▶ **Problem to work on**: Exactly the lines from the start of the data below through the line that contains "Task: point to every instance of the hill." are to be copied, with pictures left out.

▶ **Record extracts**:

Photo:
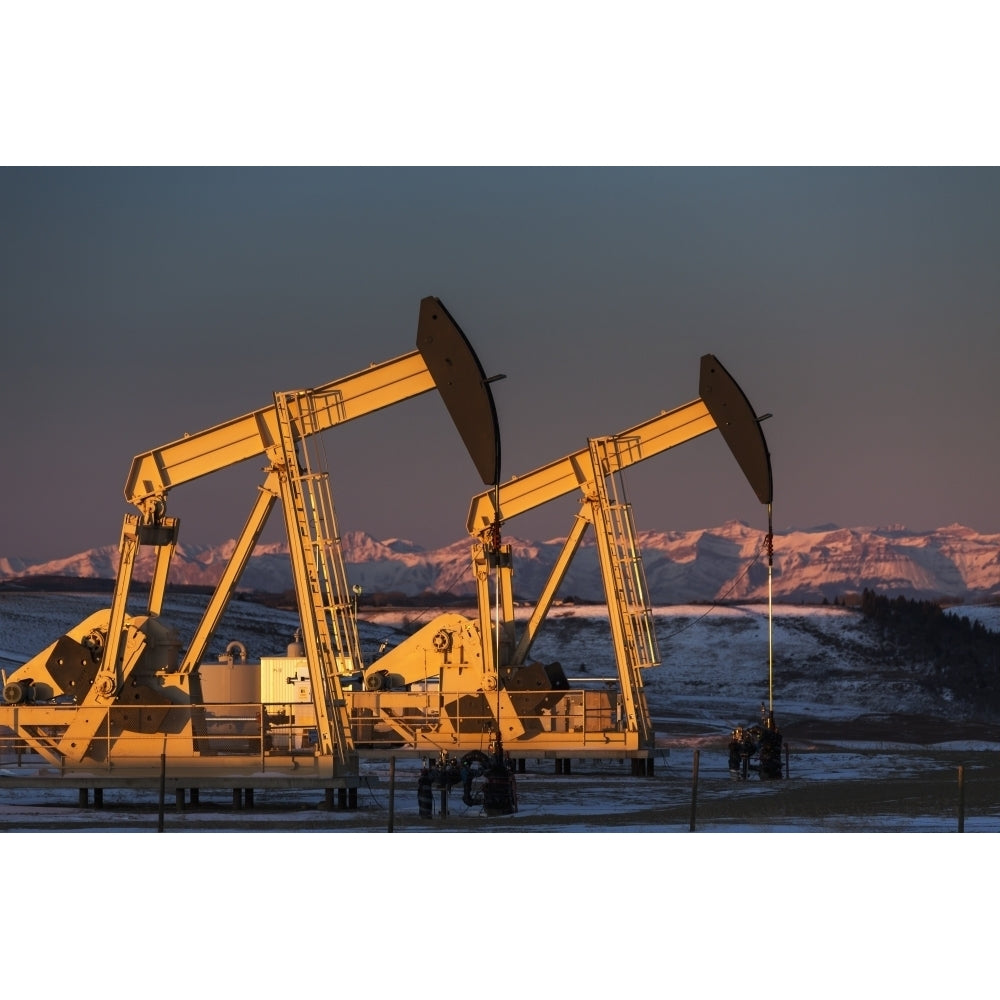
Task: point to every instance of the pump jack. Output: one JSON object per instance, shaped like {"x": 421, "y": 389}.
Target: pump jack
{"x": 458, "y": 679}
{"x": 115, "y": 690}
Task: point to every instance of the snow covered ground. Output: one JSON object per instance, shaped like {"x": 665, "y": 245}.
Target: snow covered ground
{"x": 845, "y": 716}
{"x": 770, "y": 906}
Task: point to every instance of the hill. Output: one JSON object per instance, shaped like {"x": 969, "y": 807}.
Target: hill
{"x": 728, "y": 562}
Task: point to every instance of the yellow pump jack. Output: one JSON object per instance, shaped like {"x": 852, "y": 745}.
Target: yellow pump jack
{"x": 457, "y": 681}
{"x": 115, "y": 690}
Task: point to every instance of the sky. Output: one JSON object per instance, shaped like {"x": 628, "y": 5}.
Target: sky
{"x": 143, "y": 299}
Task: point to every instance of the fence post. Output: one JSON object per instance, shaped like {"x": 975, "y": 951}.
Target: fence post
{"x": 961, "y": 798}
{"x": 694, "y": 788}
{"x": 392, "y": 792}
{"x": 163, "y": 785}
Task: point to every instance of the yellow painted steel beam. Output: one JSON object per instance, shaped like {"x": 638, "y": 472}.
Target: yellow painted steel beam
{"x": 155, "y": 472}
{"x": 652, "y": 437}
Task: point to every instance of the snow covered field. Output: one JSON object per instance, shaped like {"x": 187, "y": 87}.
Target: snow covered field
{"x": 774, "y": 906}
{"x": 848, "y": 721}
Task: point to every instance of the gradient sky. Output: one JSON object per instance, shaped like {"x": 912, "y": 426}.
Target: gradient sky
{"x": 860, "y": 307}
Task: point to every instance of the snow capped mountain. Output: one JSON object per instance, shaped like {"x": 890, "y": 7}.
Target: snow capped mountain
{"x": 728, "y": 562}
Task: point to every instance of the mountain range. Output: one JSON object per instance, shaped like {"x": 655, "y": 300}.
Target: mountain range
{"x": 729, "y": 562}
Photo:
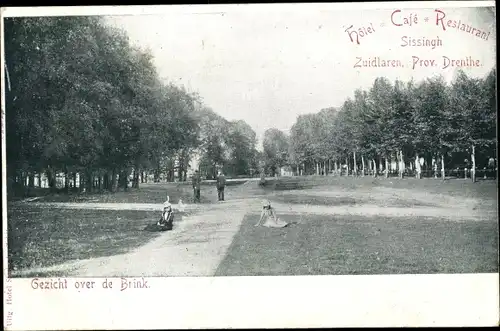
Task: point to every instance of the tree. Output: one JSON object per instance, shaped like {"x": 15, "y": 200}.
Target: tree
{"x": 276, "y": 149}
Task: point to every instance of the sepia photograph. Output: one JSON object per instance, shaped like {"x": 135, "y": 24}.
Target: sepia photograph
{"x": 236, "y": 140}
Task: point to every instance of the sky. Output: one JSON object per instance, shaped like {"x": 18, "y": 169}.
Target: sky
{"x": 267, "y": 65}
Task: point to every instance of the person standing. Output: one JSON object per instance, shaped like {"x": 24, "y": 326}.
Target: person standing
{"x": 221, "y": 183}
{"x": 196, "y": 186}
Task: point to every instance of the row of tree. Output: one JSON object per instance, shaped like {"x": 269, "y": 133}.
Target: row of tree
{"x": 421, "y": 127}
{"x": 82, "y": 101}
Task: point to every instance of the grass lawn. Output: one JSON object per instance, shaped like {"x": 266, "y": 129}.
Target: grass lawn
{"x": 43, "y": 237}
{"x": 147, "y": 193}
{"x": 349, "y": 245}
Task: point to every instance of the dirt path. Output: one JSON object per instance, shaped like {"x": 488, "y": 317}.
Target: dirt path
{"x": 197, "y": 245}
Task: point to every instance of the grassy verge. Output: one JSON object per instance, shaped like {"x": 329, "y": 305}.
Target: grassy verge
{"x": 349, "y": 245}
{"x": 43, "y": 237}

▶ **Task answer**:
Photo:
Task: point to every instance of the pump jack. Output: one JSON object per instance, shaped like {"x": 421, "y": 389}.
Target: pump jack
{"x": 458, "y": 679}
{"x": 115, "y": 690}
Task: point to every instance of the snow covered ground. Output: one JSON object per instance, shaped like {"x": 665, "y": 245}.
Target: snow covered ground
{"x": 845, "y": 716}
{"x": 770, "y": 906}
Task: point to every instance of the hill. Output: one JSON object per instance, shaped like {"x": 969, "y": 807}.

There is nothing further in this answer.